--- BEGIN ---

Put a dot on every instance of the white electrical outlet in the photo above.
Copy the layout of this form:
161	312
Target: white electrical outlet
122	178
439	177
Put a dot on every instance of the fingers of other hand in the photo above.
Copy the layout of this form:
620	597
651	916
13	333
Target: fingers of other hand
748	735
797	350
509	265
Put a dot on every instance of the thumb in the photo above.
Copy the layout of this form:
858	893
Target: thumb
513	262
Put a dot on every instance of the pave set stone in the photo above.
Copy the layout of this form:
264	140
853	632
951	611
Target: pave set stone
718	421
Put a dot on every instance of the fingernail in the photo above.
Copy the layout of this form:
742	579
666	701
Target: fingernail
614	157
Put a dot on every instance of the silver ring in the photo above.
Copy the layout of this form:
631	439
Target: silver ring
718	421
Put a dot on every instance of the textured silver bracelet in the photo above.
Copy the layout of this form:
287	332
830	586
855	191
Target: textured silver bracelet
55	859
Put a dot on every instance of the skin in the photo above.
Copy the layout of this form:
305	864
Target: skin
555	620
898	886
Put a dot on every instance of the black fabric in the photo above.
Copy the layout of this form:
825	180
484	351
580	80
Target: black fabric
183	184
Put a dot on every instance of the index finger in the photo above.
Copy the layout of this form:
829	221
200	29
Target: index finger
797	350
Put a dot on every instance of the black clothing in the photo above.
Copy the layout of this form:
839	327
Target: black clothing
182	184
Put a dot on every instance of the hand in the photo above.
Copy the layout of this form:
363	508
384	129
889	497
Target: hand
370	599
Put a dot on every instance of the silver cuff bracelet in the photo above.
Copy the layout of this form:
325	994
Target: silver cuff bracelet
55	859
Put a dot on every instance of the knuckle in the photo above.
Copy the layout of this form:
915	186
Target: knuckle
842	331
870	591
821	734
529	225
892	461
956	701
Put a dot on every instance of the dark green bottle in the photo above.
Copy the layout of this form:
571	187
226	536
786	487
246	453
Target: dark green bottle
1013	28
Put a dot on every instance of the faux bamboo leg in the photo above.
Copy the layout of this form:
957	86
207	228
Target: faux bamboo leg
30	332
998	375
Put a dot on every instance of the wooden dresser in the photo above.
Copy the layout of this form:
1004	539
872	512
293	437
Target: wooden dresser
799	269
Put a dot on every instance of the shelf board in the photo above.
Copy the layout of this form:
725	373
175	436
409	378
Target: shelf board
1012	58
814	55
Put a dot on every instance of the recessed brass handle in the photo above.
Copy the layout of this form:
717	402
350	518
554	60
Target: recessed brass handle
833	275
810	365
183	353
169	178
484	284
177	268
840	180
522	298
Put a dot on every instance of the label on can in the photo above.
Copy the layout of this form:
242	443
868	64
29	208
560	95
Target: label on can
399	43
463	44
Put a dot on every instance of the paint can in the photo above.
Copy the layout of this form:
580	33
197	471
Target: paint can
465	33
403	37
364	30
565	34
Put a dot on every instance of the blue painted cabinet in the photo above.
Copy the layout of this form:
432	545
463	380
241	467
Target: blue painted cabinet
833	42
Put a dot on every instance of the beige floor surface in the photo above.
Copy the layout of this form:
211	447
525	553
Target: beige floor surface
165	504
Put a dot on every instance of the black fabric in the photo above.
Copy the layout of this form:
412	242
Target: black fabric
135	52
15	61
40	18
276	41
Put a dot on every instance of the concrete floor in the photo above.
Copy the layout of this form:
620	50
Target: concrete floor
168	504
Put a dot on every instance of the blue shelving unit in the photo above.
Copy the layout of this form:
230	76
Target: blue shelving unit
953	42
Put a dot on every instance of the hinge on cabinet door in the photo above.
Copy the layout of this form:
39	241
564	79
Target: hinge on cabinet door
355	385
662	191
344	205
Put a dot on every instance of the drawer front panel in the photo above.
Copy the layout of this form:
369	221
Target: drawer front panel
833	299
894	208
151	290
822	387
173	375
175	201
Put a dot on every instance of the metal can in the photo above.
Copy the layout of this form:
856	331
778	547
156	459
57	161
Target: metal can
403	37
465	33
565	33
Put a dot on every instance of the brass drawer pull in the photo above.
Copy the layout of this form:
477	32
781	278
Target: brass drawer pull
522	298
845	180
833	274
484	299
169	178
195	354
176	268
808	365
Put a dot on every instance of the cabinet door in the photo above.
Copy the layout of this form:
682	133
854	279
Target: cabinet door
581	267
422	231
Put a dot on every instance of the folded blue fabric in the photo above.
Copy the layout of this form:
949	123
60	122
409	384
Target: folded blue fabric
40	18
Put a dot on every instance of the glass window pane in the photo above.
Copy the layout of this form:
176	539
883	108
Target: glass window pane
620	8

--- END ---

_Aim_.
Turn the listing above into a Markdown table with two columns, Row for a running number and Line for the line itself. Cover everything from the line that holds "Put a dot on every instance of the folded" through the final line of the listing, both included, and leave out any blank lines.

_Exercise output_.
| Row | Line |
|---|---|
| 1 | Put a dot on every instance of the folded blue fabric in the photo above. |
| 2 | Copy the layout of this form: |
| 3 | 949	123 |
| 4 | 60	122 |
| 5 | 409	384 |
| 6 | Target: folded blue fabric |
| 7 | 40	18 |
| 8 | Put a dot on every instance of the glass window pane in the photo above. |
| 9 | Copy the layout of this form: |
| 10 | 176	539 |
| 11 | 883	108 |
| 12 | Target: glass window pane |
| 13 | 620	8 |